____ Record excerpts

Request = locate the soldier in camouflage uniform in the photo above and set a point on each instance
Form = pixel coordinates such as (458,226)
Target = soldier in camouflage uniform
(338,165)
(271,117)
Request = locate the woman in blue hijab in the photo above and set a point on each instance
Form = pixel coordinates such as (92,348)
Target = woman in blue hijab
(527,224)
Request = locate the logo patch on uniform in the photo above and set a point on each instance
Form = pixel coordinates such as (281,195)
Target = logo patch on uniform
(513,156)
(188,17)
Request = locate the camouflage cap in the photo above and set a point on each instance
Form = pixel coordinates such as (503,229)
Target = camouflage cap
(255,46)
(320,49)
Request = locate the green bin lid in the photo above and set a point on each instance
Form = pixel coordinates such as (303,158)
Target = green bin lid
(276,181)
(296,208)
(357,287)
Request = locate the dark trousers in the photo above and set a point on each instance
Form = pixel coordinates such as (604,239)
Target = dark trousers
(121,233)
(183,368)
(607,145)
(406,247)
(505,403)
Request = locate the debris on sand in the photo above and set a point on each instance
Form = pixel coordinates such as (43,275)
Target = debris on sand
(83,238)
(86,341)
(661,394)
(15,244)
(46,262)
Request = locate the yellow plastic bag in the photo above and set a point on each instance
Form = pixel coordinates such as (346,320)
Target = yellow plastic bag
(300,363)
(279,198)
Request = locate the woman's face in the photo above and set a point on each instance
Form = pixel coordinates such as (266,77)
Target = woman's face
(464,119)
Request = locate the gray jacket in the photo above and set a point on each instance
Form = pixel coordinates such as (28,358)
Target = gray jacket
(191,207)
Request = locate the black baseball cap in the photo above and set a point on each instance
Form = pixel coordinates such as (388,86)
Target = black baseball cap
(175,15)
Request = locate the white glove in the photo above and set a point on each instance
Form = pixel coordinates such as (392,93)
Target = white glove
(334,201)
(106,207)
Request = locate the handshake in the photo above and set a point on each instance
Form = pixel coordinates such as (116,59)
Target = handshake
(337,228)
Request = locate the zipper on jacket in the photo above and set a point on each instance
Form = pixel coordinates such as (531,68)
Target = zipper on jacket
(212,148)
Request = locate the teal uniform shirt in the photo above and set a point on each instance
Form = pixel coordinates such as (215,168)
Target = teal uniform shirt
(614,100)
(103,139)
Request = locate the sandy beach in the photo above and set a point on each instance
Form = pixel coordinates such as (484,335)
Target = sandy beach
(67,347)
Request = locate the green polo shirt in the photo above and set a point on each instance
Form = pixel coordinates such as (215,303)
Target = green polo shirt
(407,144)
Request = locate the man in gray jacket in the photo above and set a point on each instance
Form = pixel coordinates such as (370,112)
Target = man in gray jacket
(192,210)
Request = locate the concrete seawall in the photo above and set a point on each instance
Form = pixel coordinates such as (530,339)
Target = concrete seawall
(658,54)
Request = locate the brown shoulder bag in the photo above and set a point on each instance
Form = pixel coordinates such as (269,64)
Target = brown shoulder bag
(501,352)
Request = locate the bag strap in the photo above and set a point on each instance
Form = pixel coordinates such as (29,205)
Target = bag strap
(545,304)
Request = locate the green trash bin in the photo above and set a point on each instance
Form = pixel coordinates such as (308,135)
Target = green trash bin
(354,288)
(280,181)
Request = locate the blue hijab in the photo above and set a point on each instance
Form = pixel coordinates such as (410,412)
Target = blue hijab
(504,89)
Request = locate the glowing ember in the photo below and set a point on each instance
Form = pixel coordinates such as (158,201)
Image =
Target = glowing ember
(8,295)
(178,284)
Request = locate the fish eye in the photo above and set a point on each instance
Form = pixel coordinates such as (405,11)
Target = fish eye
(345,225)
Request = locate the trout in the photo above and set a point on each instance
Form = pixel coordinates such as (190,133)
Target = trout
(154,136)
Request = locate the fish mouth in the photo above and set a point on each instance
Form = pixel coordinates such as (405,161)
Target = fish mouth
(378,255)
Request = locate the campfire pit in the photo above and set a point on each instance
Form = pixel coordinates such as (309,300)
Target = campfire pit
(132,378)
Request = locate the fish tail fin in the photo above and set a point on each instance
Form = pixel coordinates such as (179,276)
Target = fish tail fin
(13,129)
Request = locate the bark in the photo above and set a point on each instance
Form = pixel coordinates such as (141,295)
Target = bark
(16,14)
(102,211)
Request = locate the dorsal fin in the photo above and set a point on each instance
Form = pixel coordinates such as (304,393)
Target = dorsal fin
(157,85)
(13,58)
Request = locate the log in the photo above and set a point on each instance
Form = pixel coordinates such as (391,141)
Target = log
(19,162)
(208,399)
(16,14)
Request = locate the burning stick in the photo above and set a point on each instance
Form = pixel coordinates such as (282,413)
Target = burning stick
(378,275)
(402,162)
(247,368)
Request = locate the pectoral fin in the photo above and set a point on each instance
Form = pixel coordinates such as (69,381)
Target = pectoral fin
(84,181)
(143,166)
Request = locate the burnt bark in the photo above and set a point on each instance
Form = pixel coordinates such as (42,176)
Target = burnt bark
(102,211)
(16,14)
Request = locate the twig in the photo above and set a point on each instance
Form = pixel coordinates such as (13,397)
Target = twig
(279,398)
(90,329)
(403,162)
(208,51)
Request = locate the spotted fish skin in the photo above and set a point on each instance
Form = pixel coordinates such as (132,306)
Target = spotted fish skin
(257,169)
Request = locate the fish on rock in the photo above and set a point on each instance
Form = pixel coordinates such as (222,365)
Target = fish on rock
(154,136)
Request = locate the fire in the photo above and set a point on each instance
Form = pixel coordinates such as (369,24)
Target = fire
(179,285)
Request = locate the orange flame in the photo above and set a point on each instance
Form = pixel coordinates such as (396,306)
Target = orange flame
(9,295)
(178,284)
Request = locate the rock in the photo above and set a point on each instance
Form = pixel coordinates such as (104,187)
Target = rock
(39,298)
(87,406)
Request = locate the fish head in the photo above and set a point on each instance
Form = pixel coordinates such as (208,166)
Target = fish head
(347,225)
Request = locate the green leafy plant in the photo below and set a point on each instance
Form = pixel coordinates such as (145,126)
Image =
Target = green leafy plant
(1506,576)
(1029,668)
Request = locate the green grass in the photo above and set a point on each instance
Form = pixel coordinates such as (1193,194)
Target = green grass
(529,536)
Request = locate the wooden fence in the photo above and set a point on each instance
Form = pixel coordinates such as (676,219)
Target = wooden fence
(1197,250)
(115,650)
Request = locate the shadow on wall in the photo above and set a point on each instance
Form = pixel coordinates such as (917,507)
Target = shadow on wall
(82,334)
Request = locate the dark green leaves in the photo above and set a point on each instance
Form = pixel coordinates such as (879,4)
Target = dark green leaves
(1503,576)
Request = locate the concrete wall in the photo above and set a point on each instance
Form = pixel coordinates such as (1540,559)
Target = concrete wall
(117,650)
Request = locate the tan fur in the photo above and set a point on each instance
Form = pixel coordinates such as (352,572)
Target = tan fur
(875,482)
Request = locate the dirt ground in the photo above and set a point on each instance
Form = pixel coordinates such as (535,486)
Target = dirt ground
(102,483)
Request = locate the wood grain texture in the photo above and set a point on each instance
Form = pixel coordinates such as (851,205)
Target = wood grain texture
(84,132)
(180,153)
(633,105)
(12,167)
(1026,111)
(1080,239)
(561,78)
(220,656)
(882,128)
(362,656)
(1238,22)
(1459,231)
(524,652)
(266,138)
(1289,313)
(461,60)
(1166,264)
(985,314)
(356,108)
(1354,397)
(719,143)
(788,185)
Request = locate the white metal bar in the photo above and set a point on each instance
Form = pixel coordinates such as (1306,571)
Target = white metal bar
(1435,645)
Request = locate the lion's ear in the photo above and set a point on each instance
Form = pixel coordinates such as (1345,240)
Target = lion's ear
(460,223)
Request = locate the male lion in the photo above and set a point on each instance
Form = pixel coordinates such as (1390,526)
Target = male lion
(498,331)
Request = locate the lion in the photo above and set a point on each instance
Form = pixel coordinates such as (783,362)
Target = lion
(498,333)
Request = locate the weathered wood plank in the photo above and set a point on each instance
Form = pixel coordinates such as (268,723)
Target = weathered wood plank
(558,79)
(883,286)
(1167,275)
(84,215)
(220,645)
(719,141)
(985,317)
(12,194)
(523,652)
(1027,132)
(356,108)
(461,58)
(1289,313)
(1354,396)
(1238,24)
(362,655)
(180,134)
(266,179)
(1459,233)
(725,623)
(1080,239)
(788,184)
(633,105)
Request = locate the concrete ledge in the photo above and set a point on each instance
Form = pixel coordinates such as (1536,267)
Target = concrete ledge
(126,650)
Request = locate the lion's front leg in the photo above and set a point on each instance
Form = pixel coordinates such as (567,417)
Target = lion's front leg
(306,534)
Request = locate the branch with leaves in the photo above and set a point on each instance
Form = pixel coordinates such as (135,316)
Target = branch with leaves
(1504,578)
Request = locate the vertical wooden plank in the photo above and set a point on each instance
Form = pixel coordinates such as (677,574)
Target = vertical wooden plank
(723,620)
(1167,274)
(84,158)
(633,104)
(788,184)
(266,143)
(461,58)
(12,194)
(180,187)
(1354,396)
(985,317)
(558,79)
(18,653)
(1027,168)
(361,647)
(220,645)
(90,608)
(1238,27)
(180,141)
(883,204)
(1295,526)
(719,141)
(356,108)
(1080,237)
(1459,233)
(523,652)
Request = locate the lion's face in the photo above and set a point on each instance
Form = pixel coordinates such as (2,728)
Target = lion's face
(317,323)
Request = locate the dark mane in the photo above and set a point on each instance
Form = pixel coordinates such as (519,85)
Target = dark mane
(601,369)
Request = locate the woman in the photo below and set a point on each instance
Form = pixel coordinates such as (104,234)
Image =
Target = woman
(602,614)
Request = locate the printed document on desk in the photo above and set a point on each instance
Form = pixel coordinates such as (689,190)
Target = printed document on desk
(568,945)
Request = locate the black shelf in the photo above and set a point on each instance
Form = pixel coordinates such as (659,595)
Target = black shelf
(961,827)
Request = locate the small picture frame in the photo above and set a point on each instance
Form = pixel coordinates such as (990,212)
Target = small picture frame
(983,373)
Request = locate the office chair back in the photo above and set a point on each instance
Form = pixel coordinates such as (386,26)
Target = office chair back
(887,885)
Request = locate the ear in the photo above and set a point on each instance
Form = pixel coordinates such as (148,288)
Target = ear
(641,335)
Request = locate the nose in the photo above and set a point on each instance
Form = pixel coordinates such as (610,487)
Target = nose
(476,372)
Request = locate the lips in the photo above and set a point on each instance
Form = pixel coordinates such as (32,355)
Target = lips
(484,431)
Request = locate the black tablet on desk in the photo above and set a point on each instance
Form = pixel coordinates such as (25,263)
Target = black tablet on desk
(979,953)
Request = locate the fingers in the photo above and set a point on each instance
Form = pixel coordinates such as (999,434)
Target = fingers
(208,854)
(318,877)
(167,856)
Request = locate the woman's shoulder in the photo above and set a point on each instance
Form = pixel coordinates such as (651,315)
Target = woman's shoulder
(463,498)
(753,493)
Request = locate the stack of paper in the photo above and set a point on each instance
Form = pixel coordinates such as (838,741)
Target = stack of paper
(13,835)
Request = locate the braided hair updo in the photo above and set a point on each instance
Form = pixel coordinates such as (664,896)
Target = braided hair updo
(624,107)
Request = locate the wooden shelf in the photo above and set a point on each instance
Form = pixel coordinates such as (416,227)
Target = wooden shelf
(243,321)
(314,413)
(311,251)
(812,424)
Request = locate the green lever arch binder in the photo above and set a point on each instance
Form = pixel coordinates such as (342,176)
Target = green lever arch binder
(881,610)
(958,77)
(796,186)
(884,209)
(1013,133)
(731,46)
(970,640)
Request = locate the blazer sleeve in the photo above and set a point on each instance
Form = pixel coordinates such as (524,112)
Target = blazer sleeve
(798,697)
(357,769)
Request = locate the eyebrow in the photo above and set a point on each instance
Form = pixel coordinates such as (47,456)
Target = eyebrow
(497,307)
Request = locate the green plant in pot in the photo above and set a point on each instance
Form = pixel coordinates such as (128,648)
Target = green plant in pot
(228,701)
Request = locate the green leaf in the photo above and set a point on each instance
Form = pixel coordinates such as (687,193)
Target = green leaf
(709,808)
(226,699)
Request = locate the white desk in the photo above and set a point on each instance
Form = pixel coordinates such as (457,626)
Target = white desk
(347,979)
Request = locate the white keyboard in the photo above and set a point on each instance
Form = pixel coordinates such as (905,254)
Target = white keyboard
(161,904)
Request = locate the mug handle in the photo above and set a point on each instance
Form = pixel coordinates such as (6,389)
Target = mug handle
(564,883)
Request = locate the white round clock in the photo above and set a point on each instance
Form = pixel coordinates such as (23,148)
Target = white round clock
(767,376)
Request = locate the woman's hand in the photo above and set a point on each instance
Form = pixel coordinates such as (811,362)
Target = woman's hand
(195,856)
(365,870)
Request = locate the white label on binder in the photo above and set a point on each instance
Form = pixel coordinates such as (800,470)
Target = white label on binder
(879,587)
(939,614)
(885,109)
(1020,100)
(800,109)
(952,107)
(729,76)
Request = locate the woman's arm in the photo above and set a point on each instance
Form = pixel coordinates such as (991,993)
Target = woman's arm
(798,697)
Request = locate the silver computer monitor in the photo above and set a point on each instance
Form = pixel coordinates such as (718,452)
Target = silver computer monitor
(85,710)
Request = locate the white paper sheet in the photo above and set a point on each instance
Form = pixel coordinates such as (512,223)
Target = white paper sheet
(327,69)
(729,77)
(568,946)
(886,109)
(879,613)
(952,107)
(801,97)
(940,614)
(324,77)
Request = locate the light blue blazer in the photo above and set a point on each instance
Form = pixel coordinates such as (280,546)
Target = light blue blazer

________

**Your task**
Gather every line from the listing above in which "below" appears, and copy those lines.

**Answer to the exercise**
Request = locate the glowing ember in the photo below and set a point on each instance
Request = locate the green leafy plant in the photo below and set a point on each instance
Request = locate the woman in the photo below and set a point on each instance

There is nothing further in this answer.